→ REQUEST 1: Gather every line of the records that contains the string "white". Case counts.

Re: Patch to support SEMI and ANTI join removal

From: Tom Lane <tgl(at)sss(dot)pgh(dot)pa(dot)us>
To: Jim Nasby <jim(at)nasby(dot)net>
Cc: Heikki Linnakangas <hlinnakangas(at)vmware(dot)com>, David Rowley <dgrowleyml(at)gmail(dot)com>, PostgreSQL-development <pgsql-hackers(at)postgresql(dot)org>
Subject: Re: Patch to support SEMI and ANTI join removal
Date: 2014-08-27 18:23:38
Message-ID: 2261.1409163818@sss.pgh.pa.us
Views: Raw Message | Whole Thread | Download mbox | Resend email
Thread:
Lists: pgsql-hackers

Jim Nasby <jim(at)nasby(dot)net> writes:
> On 8/26/14, 8:40 AM, Heikki Linnakangas wrote:
>> Just so everyone is on the same page on what kind of queries this helps with, here are some examples from the added regression tests:
>>
> -- Test join removals for semi and anti joins
> CREATE TEMP TABLE b (id INT NOT NULL PRIMARY KEY, val INT);
> CREATE TEMP TABLE a (id INT NOT NULL PRIMARY KEY, b_id INT REFERENCES b(id));
> -- should remove semi join to b
> EXPLAIN (COSTS OFF)
> SELECT id FROM a WHERE b_id IN(SELECT id FROM b);
> <snip>
> SELECT id FROM a WHERE EXISTS(SELECT 1 FROM b WHERE a.b_id = id);

> I also fail to see a use for examples that are that silly *unless* we're talking machine-generated SQL, but I suspect that normally uses JOINS.

> Where I would expect this to be useful is in cases where we can pre-evaluate some other condition in the subqueries to make the subqueries useless (ie: SELECT id FROM b WHERE 1=1), or where the condition could be passed through (ie: SELECT id FROM b WHERE id=42). Another possibility would be if there's a condition in the subquery that could trigger constraint elimination.

→ REQUEST 2:
Answer these questions about the mailing-list message:
(a) What date and time does the message carry?
(b) In the table a created in the quoted test, which column references b(id)?
(c) What query does Jim Nasby give as an example where the condition could be passed through?

(Segmentation data)
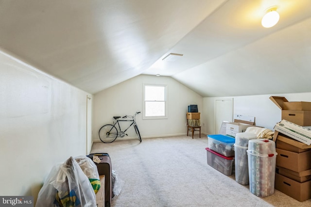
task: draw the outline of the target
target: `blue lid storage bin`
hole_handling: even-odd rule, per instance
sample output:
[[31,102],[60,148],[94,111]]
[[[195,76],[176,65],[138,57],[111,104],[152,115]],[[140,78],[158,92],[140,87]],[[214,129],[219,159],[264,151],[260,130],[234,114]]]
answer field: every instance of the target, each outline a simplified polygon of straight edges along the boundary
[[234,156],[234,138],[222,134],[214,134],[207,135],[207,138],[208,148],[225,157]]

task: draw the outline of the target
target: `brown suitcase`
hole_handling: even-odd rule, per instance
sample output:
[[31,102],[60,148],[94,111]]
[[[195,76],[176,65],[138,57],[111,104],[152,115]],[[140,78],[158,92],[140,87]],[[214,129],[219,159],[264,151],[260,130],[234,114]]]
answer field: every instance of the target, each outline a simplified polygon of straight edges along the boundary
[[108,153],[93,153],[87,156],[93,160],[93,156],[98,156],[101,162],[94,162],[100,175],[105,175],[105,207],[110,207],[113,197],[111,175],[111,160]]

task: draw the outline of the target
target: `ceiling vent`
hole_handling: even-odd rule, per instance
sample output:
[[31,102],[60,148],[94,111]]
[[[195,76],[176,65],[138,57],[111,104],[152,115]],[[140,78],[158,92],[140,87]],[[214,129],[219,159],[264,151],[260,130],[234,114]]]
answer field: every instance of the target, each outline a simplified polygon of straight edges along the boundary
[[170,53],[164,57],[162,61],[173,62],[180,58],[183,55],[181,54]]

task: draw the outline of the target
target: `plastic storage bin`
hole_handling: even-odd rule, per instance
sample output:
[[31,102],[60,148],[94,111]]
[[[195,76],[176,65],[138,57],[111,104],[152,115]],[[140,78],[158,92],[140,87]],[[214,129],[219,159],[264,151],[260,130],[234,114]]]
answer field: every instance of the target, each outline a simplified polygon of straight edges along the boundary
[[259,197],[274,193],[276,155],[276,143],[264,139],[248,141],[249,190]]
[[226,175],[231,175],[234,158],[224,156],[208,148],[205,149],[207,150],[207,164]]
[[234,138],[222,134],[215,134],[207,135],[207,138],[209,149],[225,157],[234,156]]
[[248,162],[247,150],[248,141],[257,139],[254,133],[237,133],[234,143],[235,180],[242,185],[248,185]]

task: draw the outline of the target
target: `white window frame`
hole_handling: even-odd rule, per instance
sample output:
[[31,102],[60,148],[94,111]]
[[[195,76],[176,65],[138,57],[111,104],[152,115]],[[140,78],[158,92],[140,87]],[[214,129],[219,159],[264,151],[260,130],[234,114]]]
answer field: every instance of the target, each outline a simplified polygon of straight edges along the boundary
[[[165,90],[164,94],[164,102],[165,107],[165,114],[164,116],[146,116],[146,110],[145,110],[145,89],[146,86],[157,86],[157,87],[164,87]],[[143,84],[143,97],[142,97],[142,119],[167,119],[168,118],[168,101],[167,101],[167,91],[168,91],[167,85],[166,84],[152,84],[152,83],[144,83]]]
...
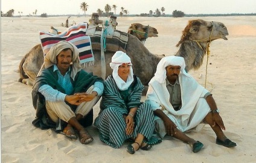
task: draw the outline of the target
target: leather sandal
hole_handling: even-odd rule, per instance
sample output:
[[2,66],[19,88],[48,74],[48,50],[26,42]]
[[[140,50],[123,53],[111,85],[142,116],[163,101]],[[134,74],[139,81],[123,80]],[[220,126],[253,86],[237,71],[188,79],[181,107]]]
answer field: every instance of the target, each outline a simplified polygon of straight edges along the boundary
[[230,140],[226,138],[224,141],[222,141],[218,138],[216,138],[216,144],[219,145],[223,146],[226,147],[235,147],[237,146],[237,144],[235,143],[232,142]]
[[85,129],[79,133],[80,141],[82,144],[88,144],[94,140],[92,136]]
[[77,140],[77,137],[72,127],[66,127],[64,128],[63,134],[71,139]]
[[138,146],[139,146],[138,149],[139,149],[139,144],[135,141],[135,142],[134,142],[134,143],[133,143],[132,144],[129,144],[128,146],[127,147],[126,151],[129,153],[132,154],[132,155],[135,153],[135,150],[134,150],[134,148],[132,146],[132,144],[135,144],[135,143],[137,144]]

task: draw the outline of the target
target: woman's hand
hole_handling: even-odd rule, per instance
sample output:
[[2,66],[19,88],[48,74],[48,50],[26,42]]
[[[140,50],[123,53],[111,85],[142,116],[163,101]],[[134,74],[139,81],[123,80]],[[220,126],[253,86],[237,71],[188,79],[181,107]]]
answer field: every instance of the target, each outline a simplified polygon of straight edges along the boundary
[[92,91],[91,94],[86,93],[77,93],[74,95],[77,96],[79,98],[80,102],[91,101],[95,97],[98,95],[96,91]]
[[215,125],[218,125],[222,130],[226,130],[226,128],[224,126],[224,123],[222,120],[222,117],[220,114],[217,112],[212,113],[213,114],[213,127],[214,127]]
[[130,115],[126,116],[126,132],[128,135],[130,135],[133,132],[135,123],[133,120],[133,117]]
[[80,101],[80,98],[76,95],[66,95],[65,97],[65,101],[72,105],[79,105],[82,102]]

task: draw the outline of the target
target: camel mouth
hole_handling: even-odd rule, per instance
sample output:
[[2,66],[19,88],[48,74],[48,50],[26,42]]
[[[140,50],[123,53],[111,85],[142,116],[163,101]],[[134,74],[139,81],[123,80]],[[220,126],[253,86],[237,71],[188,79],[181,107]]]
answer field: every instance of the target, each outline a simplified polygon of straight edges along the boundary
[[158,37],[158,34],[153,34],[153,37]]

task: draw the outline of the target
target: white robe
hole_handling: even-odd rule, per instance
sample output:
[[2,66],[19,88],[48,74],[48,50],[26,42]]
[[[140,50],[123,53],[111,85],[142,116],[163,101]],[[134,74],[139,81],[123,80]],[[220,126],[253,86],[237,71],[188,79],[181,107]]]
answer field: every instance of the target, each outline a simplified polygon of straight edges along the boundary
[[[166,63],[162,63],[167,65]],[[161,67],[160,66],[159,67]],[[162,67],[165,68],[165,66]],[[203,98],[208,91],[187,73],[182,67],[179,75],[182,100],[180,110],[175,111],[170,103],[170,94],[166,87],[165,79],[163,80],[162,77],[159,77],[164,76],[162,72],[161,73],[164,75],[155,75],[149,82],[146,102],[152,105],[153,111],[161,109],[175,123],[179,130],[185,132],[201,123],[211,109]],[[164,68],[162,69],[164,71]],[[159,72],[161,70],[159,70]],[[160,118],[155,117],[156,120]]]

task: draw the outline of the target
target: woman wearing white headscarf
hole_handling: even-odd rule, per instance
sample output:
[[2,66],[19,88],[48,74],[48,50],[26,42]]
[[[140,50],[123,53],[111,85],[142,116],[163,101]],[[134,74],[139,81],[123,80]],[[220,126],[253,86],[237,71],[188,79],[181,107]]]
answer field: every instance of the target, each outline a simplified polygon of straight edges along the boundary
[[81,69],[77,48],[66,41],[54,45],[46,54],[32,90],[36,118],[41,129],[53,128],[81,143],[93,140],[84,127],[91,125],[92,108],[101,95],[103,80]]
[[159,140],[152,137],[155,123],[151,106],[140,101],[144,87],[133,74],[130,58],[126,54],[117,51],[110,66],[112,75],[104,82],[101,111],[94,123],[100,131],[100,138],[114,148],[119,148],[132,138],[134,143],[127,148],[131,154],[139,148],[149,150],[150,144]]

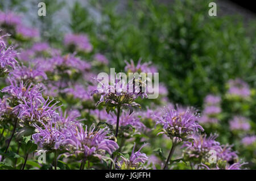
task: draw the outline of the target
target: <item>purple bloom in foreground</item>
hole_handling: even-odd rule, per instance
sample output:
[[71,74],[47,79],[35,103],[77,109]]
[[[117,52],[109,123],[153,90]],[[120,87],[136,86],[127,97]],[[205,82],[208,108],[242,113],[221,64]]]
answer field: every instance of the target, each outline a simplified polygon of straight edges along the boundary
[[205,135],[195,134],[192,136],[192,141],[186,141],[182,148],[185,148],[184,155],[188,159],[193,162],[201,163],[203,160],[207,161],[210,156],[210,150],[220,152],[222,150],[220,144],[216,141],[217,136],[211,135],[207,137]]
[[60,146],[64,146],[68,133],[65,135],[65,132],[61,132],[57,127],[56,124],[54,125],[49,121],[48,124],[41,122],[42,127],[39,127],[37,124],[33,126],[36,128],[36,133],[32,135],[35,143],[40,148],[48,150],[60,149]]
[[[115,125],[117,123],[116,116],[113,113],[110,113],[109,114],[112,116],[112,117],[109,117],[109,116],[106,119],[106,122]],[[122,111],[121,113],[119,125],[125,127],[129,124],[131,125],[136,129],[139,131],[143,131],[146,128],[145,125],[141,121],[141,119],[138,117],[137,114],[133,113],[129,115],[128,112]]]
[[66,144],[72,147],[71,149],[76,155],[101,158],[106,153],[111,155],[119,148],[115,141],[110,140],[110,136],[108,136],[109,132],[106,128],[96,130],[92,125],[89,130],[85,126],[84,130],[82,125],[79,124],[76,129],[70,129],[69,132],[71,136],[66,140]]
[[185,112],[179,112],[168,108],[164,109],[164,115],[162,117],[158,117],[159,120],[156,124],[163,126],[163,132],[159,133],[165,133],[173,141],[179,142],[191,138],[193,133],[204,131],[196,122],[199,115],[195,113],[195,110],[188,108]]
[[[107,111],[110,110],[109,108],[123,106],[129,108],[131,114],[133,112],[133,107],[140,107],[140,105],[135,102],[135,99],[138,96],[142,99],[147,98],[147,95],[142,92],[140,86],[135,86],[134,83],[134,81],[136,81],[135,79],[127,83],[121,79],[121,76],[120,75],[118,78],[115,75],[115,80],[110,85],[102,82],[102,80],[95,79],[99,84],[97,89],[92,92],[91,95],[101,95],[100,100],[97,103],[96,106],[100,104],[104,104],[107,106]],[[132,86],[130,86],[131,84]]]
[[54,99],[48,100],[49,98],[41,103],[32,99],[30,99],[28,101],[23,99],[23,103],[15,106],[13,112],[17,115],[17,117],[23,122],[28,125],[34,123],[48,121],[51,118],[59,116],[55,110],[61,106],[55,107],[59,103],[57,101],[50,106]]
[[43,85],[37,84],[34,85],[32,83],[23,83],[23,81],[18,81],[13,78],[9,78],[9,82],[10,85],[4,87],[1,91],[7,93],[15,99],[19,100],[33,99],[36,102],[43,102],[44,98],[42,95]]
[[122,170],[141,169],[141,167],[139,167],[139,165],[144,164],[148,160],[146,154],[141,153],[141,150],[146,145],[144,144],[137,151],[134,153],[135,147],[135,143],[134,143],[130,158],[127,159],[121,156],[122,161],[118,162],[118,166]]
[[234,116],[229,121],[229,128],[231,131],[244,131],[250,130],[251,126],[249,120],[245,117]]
...
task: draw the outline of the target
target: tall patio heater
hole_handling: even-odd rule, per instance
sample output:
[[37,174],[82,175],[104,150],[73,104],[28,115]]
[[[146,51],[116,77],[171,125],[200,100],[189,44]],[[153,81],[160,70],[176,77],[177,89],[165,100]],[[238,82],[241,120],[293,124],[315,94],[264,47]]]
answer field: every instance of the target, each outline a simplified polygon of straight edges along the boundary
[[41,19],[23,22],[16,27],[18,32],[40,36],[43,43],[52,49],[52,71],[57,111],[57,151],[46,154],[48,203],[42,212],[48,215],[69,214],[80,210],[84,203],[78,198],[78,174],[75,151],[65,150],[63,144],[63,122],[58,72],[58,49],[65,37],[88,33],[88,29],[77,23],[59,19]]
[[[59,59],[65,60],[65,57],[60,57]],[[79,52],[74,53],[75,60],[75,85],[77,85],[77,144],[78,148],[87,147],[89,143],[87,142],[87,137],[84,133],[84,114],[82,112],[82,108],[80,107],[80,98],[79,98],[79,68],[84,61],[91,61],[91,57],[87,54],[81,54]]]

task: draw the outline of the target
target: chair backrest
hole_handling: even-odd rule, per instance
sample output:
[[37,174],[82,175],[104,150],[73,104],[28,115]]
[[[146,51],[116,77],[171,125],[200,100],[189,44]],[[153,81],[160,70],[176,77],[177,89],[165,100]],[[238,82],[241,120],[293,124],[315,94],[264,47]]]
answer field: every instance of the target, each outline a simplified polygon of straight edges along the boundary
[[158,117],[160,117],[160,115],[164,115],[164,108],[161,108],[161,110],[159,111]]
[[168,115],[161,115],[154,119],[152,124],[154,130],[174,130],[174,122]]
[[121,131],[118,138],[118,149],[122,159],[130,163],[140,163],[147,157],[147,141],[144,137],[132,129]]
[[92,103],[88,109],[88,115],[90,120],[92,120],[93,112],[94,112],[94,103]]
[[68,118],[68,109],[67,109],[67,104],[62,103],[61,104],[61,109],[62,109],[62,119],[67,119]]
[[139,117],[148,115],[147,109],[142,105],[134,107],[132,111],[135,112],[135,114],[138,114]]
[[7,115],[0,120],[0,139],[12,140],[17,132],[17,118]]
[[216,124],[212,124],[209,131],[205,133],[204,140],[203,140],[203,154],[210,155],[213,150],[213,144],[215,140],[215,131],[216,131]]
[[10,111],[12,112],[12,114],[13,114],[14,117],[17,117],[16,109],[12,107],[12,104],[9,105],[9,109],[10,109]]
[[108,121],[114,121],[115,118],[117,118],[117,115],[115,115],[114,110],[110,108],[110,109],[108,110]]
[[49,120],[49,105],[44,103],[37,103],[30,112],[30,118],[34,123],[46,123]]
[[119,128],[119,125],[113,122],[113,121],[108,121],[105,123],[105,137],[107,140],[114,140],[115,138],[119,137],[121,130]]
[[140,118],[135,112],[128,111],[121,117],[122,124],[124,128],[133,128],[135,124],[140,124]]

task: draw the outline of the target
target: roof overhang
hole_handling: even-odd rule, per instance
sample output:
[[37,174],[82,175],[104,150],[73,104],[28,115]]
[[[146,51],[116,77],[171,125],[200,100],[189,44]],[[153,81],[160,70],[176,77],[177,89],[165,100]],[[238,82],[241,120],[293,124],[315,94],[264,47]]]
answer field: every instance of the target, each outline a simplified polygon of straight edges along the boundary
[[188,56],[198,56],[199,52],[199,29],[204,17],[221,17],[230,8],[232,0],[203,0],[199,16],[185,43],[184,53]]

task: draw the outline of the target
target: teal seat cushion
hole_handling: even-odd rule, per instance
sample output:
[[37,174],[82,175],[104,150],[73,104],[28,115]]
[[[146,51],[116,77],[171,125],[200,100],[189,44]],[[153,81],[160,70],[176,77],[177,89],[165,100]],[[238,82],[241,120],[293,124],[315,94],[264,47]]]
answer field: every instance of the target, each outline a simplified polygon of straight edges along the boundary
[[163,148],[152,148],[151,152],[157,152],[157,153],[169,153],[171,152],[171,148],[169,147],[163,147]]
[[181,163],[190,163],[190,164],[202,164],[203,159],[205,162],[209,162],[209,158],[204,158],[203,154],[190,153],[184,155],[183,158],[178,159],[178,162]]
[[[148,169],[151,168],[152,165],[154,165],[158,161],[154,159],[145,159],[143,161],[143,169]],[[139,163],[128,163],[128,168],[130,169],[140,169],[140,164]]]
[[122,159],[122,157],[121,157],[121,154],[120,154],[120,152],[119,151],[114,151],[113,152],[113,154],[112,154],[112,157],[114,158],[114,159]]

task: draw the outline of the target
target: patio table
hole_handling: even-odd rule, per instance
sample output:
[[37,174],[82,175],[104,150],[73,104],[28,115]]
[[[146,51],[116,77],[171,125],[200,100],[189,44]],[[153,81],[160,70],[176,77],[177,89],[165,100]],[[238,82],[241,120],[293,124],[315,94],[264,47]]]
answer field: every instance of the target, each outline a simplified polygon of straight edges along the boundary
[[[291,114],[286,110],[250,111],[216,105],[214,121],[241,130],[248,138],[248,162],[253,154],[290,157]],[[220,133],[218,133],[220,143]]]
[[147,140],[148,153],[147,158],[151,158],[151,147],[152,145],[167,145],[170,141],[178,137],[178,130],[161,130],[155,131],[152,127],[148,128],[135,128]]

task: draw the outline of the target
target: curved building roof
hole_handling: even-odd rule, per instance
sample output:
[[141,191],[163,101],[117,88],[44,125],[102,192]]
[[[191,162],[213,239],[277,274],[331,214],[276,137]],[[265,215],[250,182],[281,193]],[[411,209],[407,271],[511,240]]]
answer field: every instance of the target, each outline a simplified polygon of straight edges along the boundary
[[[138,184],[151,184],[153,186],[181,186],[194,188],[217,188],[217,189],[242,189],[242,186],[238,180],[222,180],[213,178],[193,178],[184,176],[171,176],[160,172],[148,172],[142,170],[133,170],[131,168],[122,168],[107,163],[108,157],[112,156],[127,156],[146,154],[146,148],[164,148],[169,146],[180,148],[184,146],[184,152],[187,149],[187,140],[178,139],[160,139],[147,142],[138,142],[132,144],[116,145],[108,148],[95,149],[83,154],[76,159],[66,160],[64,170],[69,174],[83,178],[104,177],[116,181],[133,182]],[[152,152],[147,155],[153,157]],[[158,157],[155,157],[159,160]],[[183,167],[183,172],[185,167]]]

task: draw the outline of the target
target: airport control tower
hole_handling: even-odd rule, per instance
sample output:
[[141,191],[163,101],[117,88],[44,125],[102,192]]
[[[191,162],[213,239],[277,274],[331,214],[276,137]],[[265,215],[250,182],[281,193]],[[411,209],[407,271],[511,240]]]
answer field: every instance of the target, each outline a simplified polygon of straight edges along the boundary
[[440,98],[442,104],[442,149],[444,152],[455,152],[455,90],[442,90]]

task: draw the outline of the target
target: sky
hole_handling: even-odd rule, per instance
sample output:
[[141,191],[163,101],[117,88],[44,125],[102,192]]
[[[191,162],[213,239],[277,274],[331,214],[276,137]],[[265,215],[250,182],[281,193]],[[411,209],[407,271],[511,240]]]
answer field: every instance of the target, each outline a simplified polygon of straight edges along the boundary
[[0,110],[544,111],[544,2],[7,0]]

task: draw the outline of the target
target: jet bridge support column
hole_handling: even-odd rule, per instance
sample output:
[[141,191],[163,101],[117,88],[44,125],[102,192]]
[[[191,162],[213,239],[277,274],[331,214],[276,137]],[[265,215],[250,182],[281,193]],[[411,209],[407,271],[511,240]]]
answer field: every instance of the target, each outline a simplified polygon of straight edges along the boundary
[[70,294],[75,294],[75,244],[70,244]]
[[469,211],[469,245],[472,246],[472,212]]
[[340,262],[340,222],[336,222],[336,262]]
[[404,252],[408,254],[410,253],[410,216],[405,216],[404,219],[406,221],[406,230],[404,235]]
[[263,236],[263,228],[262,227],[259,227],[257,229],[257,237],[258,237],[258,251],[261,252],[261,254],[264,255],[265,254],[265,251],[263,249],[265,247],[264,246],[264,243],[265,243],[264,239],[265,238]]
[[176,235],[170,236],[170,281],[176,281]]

→ RIGHT ANSWER 1:
target: `white window frame`
target: white robe
target: woman wearing white headscarf

→ RIGHT ANSWER 2:
(a) 2014-08-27 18:23:38
(b) b_id
(c) SELECT id FROM b WHERE id=42